Nothing but an exact repetition of the entries should appear in the answer.

## RECORD EXTRACTS
*** Block opens ***
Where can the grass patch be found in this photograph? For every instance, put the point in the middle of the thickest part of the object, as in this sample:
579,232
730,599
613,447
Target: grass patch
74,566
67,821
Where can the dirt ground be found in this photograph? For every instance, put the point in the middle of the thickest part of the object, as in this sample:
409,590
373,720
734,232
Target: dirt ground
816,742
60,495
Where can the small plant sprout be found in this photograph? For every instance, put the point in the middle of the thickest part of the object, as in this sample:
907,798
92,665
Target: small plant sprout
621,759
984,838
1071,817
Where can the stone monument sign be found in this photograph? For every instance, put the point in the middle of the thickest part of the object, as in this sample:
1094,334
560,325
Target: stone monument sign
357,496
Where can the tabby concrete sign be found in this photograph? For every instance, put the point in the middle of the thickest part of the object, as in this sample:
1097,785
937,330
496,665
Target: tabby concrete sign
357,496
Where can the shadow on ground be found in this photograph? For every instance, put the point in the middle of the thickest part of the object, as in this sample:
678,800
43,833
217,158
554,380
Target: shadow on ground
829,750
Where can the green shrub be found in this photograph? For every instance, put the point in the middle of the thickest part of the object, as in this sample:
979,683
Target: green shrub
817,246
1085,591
*** Block closes ***
## ANSWER FOR THE TASK
Where can the grass patch be found in this photograph? For every instance, put the point in the middle of the thickest part of the object, as in this sample:
579,232
730,599
613,447
Target: grass patch
74,566
67,821
Where can the dirt ground be found in this photograph? For every instance, put the point in the middle of the thickest part of the object, as in this sample:
409,590
373,720
734,232
Target: dirt ground
816,742
60,495
Where can the small plant sprout be found in this photograph? For every instance, put the point in the middle of the thickest part of the object, as in this sample:
907,798
92,665
Target: small plant sprout
621,759
984,838
1071,817
Where can the stone monument sign be found in this photograph? For every instance, put the point in the middle of the thickest part of the object, as in this sample:
1094,334
560,325
Target: stone monument sign
357,496
Where can the tabby concrete sign be found in this photograph? For every instance, put the point in the middle of the thickest part of the object, as in this sample:
1097,785
937,330
496,665
Target: tabby concrete sign
357,496
Where can the shadow on ground be found in this photograph? For every instance, put the point in the middle of the thickest part of the object, as in this sample:
678,800
43,833
217,158
554,380
Target: shadow on ground
829,750
Where can the green shrub be found in this photograph? For every instance, put the point in the middle of the thickest part of the object, as in this sample:
979,683
Target: green shrub
817,246
1085,591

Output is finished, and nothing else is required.